**Written tasks**
(A) Determine whether each statement below agrees with the Train Heist review that follows, answering yes or no and quoting the deciding words of the review: (i) Train Heist is a competitive game; (ii) the anthropomorphised animals appear in the game itself only on the loot tokens; (iii) the review's objection is that the animals are humanised creatures.
(B) Write the next part of the Train Heist review below, picking up from its final sentence.

━━ Selected extract ━━

Train Heist is a brand new cooperative, western themed, pick-up and deliver game from designer Sean Dallas McDonald. Players take up the roles of the heisters, as they attempt to rob from a train guarded by a corrupt Sheriff. Full of loot, horseback riding, a steam train motoring around the desert and playing cards, there’s a lot going on in the game. However, is Train Heist a steal of a game or one that is a criminal offence? Let’s find out!
Straight away even before opening the box, gamers will notice the rather perplexing choice by the designer to include anthropomorphised animals. While they almost feature more on the box than in the actual game, featuring solely on the loot tokens, it still distracts and detracts from the game. The issue is not that they are humanised creatures, other games have done this well, more that it adds nothing to the game other than a distraction.

━━━
━━ Given data ━━

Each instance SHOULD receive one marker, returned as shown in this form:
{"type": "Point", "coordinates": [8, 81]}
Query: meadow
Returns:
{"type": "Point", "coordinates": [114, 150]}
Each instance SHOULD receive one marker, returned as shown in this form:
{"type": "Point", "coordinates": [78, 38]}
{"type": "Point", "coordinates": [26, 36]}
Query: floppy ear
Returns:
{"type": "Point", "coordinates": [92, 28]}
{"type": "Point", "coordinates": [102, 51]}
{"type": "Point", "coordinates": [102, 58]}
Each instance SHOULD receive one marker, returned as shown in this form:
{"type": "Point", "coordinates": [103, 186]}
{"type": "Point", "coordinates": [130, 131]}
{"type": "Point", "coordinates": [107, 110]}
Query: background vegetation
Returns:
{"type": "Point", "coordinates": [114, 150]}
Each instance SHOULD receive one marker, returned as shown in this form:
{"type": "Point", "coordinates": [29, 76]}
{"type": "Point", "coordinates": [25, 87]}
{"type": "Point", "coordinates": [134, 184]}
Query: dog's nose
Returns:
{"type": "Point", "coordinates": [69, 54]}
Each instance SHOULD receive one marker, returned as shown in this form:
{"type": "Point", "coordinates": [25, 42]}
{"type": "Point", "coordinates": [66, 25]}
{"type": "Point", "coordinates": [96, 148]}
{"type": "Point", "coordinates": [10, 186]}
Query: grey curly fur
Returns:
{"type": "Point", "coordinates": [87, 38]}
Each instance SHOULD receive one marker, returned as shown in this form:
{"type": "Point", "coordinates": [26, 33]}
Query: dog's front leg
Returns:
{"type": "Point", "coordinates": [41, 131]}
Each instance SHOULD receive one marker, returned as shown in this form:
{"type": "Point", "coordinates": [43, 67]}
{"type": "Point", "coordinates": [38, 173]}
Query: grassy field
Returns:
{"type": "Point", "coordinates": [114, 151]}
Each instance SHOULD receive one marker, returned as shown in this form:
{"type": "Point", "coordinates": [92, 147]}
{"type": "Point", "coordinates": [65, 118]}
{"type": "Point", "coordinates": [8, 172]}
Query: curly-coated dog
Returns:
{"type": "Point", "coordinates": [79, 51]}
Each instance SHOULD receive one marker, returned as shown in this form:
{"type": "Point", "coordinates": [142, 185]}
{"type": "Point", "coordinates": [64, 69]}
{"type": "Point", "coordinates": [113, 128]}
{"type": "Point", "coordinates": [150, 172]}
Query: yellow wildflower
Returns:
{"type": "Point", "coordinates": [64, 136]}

━━━

**The responses**
(A)
(i) No: "Train Heist is a brand new cooperative, western themed, pick-up and deliver game"
(ii) Yes: "featuring solely on the loot tokens"
(iii) No: "The issue is not that they are humanised creatures, other games have done this well, more that it adds nothing to the game other than a distraction."

(B)
The theming otherwise all fits the train robbery scene. The best possible setting, in the form of a Western, has been chosen. There is almost an air of Robin Hood to Train Heist, stealing from the rich people on board with the corrupt Sheriff to help the poor towns. This works well to explain the lore behind the objective that the players are set. It might not go as far to explain the very small circular railroad the game centres around but it does a great job of holding the rest together. Perfect, if it wasn’t for those animals…
Putting aside both the great and odd choices of the theming, lets focus on the most important aspect of any board game the gameplay! Players will be taking it in turns to move around the board, boarding the train, stealing loot and delivering it to the three towns, though not inventively, named A, B and C. To accomplish this, players can perform 4 Heist actions per turn and any number of the free actions. Players can move to adjacent spaces or if they are on a horse discard one of their 5 poker cards to move the number of spaces equalling the number on the card. Movement includes if they are next to the train, where they are able to board the train. Depending on the carriage they jump onto on the main board determines where they enter the train. Naturally, horses cannot enter the train. So, after jumping aboard, until exiting the train, movement is restricted to only adjacent spaces along the carriages or their roofs.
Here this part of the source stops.